Only the text of the records, copied exactly, is wanted; no pictures.

- **Data for the task**:
BEGIN

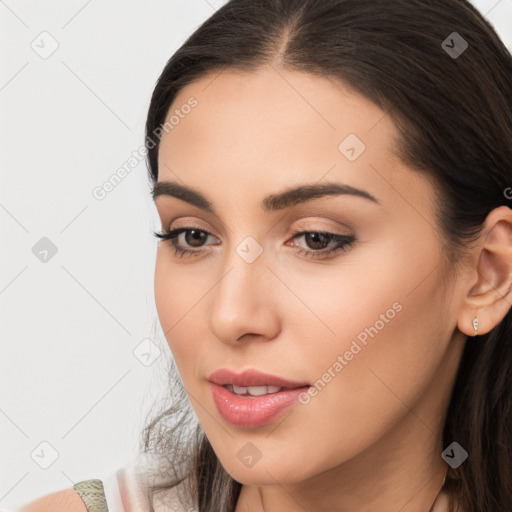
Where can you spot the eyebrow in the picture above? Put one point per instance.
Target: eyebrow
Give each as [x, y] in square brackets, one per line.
[273, 202]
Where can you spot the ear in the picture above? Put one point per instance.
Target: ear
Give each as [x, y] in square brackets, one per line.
[490, 278]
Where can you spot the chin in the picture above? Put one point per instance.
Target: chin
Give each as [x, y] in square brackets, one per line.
[265, 474]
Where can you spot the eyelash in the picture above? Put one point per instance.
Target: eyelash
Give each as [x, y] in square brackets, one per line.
[343, 242]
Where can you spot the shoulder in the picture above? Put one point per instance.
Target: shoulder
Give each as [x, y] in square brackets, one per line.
[84, 496]
[67, 500]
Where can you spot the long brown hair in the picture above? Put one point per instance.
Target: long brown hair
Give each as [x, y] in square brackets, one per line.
[453, 111]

END

- **Solution to the exercise**:
Where can you spot the eyebrow in the picture above? Put one point per instance.
Target: eyebrow
Give each as [x, y] in square brackets, one per line.
[273, 202]
Where can you spot the ear in the picture above? Put one point per instance.
Target: ear
Give each as [x, y] in square brackets, one per line.
[490, 278]
Where can you spot the chin in the picture above? Put one point per instance.
Target: chin
Give each as [x, y] in square brackets, one per line.
[265, 474]
Where can you spot the eyelash in the picture above? Put one point per instance.
Target: eyelash
Give each as [x, y] in square brackets, one per line.
[343, 242]
Where can you spot the shoulder in the picture above? Put one point per instance.
Target: shoulder
Give each as [x, y] in square brackets, one per line.
[84, 496]
[67, 500]
Where can you spot the long brown hair in the picture above? Put one point per instance.
Target: long brown hair
Give each as [x, y] in square brackets, one per line.
[453, 111]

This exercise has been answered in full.